# Assignment
Print each entry word for word without images.

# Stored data
___

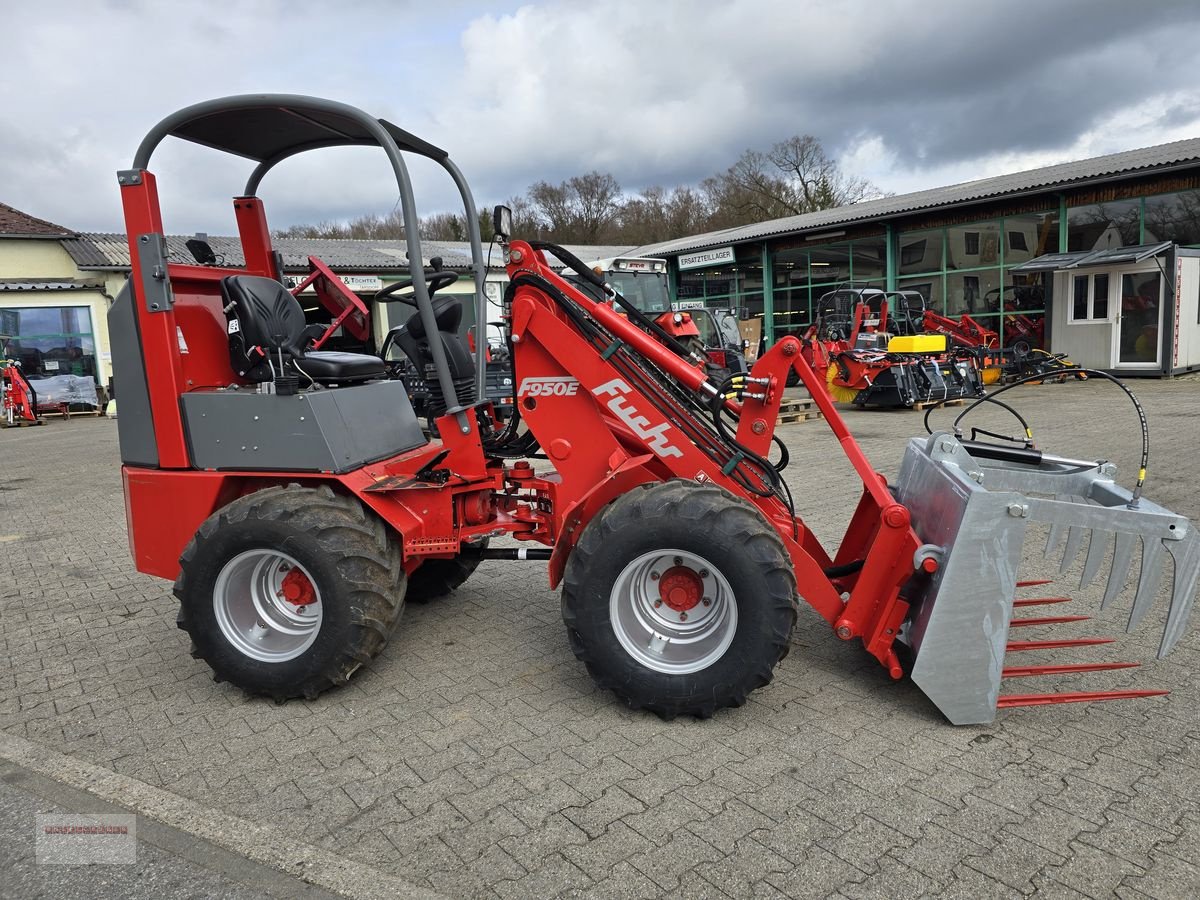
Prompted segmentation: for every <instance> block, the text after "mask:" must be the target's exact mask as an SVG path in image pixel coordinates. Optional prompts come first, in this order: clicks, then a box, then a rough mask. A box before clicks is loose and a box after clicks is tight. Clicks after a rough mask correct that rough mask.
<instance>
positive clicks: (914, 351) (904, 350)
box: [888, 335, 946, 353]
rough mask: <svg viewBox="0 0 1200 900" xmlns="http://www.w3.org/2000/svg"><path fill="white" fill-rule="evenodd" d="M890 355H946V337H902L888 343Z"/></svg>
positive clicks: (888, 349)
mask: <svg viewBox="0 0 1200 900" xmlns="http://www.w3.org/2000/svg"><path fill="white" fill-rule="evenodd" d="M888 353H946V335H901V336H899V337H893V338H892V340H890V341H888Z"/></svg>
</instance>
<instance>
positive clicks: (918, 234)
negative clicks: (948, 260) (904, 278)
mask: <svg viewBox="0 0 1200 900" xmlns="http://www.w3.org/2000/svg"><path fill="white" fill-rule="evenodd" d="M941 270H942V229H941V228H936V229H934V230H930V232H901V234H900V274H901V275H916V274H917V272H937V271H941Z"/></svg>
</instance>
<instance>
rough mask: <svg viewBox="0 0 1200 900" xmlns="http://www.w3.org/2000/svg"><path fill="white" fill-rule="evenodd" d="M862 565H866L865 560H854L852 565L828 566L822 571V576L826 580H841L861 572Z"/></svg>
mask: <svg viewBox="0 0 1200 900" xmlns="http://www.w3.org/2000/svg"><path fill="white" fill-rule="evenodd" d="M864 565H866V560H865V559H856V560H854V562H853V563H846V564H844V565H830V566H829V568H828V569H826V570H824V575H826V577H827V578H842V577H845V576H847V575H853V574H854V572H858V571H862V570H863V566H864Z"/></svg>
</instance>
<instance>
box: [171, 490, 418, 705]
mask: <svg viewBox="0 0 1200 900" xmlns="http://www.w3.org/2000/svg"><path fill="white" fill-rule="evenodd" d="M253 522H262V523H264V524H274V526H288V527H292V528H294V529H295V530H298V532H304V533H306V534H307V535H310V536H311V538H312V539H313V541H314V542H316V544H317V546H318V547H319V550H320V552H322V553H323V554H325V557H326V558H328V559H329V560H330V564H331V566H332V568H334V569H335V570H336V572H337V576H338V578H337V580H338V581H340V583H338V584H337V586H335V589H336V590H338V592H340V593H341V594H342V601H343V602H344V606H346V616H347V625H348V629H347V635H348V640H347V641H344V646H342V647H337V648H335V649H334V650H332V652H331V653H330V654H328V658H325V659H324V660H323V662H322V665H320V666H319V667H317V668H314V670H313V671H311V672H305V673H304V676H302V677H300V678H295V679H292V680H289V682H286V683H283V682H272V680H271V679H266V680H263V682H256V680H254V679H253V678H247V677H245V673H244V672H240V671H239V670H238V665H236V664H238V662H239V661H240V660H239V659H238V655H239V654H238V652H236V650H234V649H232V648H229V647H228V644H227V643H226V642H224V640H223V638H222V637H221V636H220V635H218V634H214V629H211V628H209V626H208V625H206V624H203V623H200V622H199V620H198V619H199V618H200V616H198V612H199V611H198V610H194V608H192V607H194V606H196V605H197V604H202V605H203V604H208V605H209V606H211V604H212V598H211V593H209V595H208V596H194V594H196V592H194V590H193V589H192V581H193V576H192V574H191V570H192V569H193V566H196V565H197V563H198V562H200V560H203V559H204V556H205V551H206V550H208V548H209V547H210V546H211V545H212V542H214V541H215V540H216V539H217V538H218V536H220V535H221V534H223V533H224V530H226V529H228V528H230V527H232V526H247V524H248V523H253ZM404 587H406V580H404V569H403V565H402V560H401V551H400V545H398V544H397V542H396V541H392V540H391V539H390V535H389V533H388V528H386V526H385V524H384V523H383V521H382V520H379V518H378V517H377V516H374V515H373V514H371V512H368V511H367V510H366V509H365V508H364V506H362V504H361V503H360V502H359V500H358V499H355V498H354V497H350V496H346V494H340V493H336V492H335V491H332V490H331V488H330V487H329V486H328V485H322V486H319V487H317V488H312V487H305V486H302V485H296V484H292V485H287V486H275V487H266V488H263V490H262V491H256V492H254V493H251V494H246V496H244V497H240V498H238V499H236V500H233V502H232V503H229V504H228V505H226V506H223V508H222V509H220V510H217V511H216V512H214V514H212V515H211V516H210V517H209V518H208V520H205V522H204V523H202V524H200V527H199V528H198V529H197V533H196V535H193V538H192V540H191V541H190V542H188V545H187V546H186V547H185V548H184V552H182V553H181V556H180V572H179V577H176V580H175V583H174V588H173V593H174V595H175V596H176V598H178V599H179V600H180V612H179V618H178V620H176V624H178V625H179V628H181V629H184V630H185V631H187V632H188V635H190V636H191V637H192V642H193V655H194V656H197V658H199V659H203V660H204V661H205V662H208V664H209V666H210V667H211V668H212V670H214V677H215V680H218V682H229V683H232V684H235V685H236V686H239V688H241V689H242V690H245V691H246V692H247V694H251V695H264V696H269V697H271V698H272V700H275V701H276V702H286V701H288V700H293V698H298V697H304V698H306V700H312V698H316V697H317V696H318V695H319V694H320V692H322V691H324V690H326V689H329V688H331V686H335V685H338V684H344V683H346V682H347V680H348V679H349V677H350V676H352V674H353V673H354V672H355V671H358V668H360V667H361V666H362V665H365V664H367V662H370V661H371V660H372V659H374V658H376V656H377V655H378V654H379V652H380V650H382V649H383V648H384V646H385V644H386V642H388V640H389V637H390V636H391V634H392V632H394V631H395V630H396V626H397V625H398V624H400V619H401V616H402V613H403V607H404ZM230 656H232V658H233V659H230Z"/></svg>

___

# Answer area
Prompted segmentation: for every <instance> block, the text after "mask:" must be the target's exact mask as an SVG path in image pixel coordinates. Optional prompts come first, in this order: clicks, then a box, then a rough mask. A box before clicks is loose and a box after clicks is tight. Clicks after a rough mask correct that rough mask.
<instance>
positive clicks: (914, 351) (904, 350)
box: [888, 335, 946, 353]
rough mask: <svg viewBox="0 0 1200 900" xmlns="http://www.w3.org/2000/svg"><path fill="white" fill-rule="evenodd" d="M890 355H946V337H902L888 343Z"/></svg>
positive clicks: (888, 349)
mask: <svg viewBox="0 0 1200 900" xmlns="http://www.w3.org/2000/svg"><path fill="white" fill-rule="evenodd" d="M888 353H946V335H901V336H899V337H893V338H892V340H890V341H888Z"/></svg>
</instance>
<instance>
positive clicks: (918, 234)
negative clicks: (948, 260) (904, 278)
mask: <svg viewBox="0 0 1200 900" xmlns="http://www.w3.org/2000/svg"><path fill="white" fill-rule="evenodd" d="M941 270H942V229H941V228H936V229H934V230H930V232H901V234H900V274H901V275H916V274H917V272H937V271H941Z"/></svg>
</instance>
<instance>
rough mask: <svg viewBox="0 0 1200 900" xmlns="http://www.w3.org/2000/svg"><path fill="white" fill-rule="evenodd" d="M862 565H866L865 560H854L852 565L828 566L822 571V576L826 580H841L861 572Z"/></svg>
mask: <svg viewBox="0 0 1200 900" xmlns="http://www.w3.org/2000/svg"><path fill="white" fill-rule="evenodd" d="M864 565H866V560H865V559H856V560H854V562H853V563H846V564H844V565H830V566H829V568H828V569H826V570H824V575H826V577H827V578H842V577H845V576H847V575H853V574H854V572H858V571H862V570H863V566H864Z"/></svg>
</instance>
<instance>
box: [171, 490, 418, 705]
mask: <svg viewBox="0 0 1200 900" xmlns="http://www.w3.org/2000/svg"><path fill="white" fill-rule="evenodd" d="M253 522H262V523H264V524H274V526H288V527H292V528H294V529H295V530H298V532H304V533H306V534H307V535H310V536H311V538H312V539H313V541H314V542H316V544H317V546H318V547H319V550H320V552H322V553H323V554H325V557H326V558H328V559H329V560H330V564H331V566H332V568H334V569H335V570H336V572H337V576H338V578H337V580H338V581H340V583H338V584H337V586H335V589H336V590H338V592H340V593H341V594H342V601H343V602H344V606H346V616H347V625H348V629H347V635H348V640H347V641H344V646H342V647H337V648H335V649H334V650H332V652H331V653H330V654H328V658H325V659H324V660H323V662H322V665H320V666H319V667H317V668H314V670H313V671H311V672H305V673H304V676H302V677H300V678H295V679H292V680H289V682H286V683H283V682H272V680H271V679H266V680H263V682H256V680H254V679H253V678H247V677H245V673H244V672H240V671H239V670H238V665H236V664H238V662H239V661H240V660H239V659H238V655H239V654H238V652H236V650H234V649H232V648H229V647H228V644H227V643H226V642H224V640H223V638H222V637H221V636H220V635H218V634H214V629H211V628H209V626H208V625H206V624H203V623H200V622H199V620H198V619H199V618H200V616H198V612H199V611H198V610H194V608H192V607H194V606H196V605H197V604H202V605H203V604H208V605H209V606H211V604H212V598H211V593H209V595H208V596H194V594H196V592H194V590H193V589H192V581H193V576H192V574H191V570H192V569H193V566H196V565H197V563H198V562H200V560H203V559H204V556H205V551H206V550H208V548H209V547H210V546H211V545H212V542H214V541H215V540H216V539H217V538H218V536H220V535H221V534H223V533H224V530H226V529H228V528H230V527H232V526H247V524H248V523H253ZM404 587H406V580H404V569H403V565H402V560H401V551H400V545H398V544H397V542H396V541H392V540H391V539H390V535H389V533H388V528H386V526H385V524H384V523H383V521H382V520H379V518H378V517H377V516H374V515H373V514H371V512H368V511H367V510H366V509H365V508H364V506H362V504H361V503H360V502H359V500H358V499H355V498H354V497H350V496H346V494H340V493H336V492H335V491H332V490H331V488H330V487H329V486H328V485H322V486H319V487H317V488H312V487H305V486H302V485H296V484H292V485H287V486H275V487H266V488H263V490H262V491H256V492H254V493H251V494H246V496H244V497H240V498H238V499H236V500H233V502H232V503H229V504H228V505H226V506H223V508H222V509H220V510H217V511H216V512H214V514H212V515H211V516H210V517H209V518H208V520H205V522H204V523H202V524H200V527H199V528H198V529H197V533H196V535H193V538H192V540H191V541H190V542H188V545H187V546H186V547H185V548H184V552H182V553H181V556H180V572H179V577H176V580H175V583H174V588H173V593H174V595H175V596H176V598H178V599H179V600H180V612H179V618H178V620H176V624H178V625H179V628H181V629H184V630H185V631H187V632H188V635H190V636H191V637H192V642H193V655H194V656H197V658H199V659H203V660H204V661H205V662H208V664H209V666H210V667H211V668H212V670H214V677H215V680H218V682H229V683H232V684H235V685H236V686H239V688H241V689H242V690H245V691H246V692H247V694H251V695H264V696H269V697H271V698H272V700H275V701H276V702H286V701H288V700H293V698H298V697H304V698H306V700H312V698H316V697H317V696H318V695H319V694H320V692H322V691H324V690H326V689H329V688H331V686H335V685H338V684H344V683H346V682H347V680H348V679H349V677H350V676H352V674H353V673H354V672H355V671H358V668H360V667H361V666H362V665H365V664H367V662H370V661H371V660H372V659H374V658H376V656H377V655H378V654H379V652H380V650H382V649H383V648H384V646H385V644H386V642H388V640H389V637H390V636H391V634H392V632H394V631H395V630H396V626H397V625H398V624H400V619H401V616H402V613H403V607H404ZM230 656H232V658H233V659H230Z"/></svg>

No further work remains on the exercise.